_What is needed_
Each line of the data must be given back verbatim, with pictures removed.
─── Listed records ───
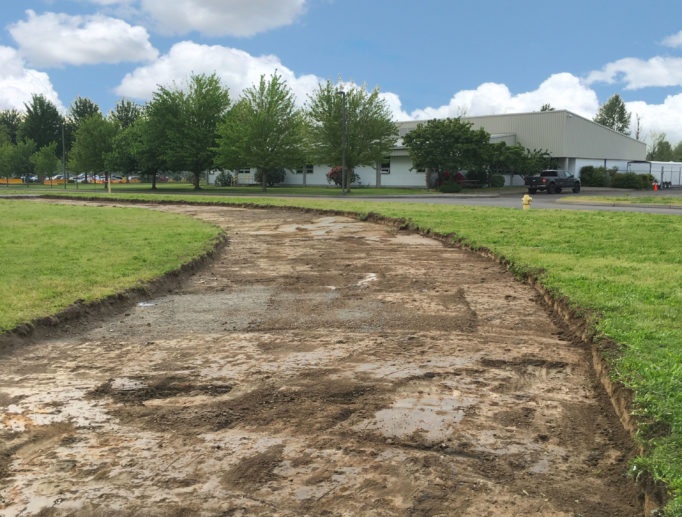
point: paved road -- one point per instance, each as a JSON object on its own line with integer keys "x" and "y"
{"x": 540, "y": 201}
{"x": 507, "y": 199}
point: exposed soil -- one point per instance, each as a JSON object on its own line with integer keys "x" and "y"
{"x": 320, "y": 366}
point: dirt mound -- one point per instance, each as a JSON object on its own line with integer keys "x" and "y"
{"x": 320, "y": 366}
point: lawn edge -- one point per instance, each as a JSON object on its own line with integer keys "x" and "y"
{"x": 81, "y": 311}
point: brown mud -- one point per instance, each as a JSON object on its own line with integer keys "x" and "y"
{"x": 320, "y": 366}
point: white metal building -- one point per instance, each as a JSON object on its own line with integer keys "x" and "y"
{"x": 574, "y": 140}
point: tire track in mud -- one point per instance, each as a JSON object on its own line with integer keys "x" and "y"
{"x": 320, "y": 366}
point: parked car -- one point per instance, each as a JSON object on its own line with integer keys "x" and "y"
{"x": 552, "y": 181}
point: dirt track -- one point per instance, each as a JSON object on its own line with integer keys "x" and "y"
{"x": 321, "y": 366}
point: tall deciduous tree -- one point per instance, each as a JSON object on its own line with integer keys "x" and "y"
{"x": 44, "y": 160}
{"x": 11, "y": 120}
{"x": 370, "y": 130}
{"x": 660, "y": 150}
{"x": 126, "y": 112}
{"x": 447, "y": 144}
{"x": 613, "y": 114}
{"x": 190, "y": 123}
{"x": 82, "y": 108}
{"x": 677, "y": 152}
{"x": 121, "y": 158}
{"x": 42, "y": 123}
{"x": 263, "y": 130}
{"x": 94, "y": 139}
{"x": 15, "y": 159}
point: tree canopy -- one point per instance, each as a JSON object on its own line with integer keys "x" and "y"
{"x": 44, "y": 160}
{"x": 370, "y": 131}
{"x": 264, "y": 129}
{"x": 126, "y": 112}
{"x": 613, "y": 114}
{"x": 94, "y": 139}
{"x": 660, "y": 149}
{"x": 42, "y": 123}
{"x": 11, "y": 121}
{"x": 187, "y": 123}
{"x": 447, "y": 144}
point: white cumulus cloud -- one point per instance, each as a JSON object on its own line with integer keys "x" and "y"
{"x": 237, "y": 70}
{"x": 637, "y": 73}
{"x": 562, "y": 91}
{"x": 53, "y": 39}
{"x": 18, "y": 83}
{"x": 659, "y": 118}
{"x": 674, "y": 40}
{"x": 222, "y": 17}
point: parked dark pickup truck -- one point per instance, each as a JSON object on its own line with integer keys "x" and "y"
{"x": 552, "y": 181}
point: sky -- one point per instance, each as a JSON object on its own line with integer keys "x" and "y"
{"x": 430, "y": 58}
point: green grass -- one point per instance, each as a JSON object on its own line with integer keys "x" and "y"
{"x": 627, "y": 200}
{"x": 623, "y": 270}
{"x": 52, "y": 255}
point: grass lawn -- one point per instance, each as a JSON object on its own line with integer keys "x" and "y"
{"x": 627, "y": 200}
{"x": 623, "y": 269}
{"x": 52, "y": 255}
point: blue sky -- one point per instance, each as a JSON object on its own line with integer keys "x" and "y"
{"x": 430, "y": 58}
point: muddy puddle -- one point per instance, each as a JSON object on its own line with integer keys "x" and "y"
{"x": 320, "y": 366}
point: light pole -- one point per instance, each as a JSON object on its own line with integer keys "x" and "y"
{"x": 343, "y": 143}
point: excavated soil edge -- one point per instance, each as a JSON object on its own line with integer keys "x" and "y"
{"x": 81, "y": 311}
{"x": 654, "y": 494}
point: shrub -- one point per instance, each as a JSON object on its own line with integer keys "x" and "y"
───
_Response box_
point: paved road -- one point per instance, each as a JSON object on its own line with integer keys "x" and "y"
{"x": 540, "y": 201}
{"x": 507, "y": 199}
point: exposed soil -- one point per instance, each as a JSON object on its own line with integer keys "x" and "y"
{"x": 320, "y": 366}
point: dirt mound -- one point per instance, each as a JSON object on its own line with integer keys "x" and "y"
{"x": 320, "y": 366}
point: lawn edge -- one point per instance, each as a JSON object on its own line with integer keys "x" and "y"
{"x": 81, "y": 311}
point: brown mud -- one point per instance, each as a JSON object on its own line with integer keys "x" and "y"
{"x": 320, "y": 366}
point: white metal building -- one point per instance, each as a JSON object on its own line with integer keys "x" and "y"
{"x": 574, "y": 140}
point: tire track in mud -- one point per instance, each as a JSON object on its own line with integer keys "x" and "y"
{"x": 320, "y": 366}
point: parked car -- one point per instance, each as a JSON object on its own line with integer keys "x" and "y"
{"x": 552, "y": 181}
point: dirt track -- one point per instance, each as a JSON object on its own line with integer keys "x" and "y"
{"x": 321, "y": 366}
point: tall deciduous tree -- one point per instance, each as a JSON object on its own line with integer keys "x" and "y"
{"x": 44, "y": 160}
{"x": 11, "y": 120}
{"x": 370, "y": 130}
{"x": 660, "y": 150}
{"x": 126, "y": 112}
{"x": 447, "y": 144}
{"x": 613, "y": 114}
{"x": 190, "y": 123}
{"x": 82, "y": 108}
{"x": 677, "y": 152}
{"x": 121, "y": 158}
{"x": 42, "y": 123}
{"x": 263, "y": 130}
{"x": 94, "y": 139}
{"x": 15, "y": 159}
point: tree canopy -- one point per instance, each as a JSON object on its own line with integer keys "x" and "y"
{"x": 44, "y": 160}
{"x": 370, "y": 131}
{"x": 264, "y": 129}
{"x": 126, "y": 112}
{"x": 613, "y": 114}
{"x": 94, "y": 139}
{"x": 660, "y": 149}
{"x": 42, "y": 123}
{"x": 11, "y": 121}
{"x": 187, "y": 123}
{"x": 447, "y": 144}
point: white cumulus cloud -- one point per instance, each as a JSON object on its own line with integer keys "x" and "y"
{"x": 237, "y": 70}
{"x": 637, "y": 73}
{"x": 562, "y": 91}
{"x": 53, "y": 39}
{"x": 18, "y": 83}
{"x": 659, "y": 118}
{"x": 674, "y": 40}
{"x": 222, "y": 17}
point: parked dark pickup truck -- one point per instance, each as a JSON object on its own line with integer keys "x" and "y"
{"x": 552, "y": 181}
point: sky -- one point per instance, each as a JSON object on its own line with integer keys "x" and "y"
{"x": 430, "y": 58}
point: green grass -- one point per instance, each as a JSON object on its own line with integer keys "x" and "y"
{"x": 627, "y": 200}
{"x": 623, "y": 270}
{"x": 52, "y": 255}
point: grass lawn -- one point per instance, each as a JSON object on its own line with integer keys "x" and "y"
{"x": 627, "y": 200}
{"x": 623, "y": 269}
{"x": 52, "y": 255}
point: blue sky -- one point per instance, each as a JSON object on its own line with integer keys "x" and "y"
{"x": 430, "y": 58}
point: muddy puddle -- one point per instance, each as a JSON object on its own line with integer keys "x" and "y"
{"x": 320, "y": 366}
point: light pole -- one point per instance, each as a JSON object on its own line with integer keys "x" and "y"
{"x": 343, "y": 143}
point: excavated soil edge -- one point per instance, each as a JSON object on its own line with integer keys "x" and "y"
{"x": 81, "y": 311}
{"x": 654, "y": 494}
point: shrub -- one point per instance, each as a JSON object on its own line with integer keys "x" and "y"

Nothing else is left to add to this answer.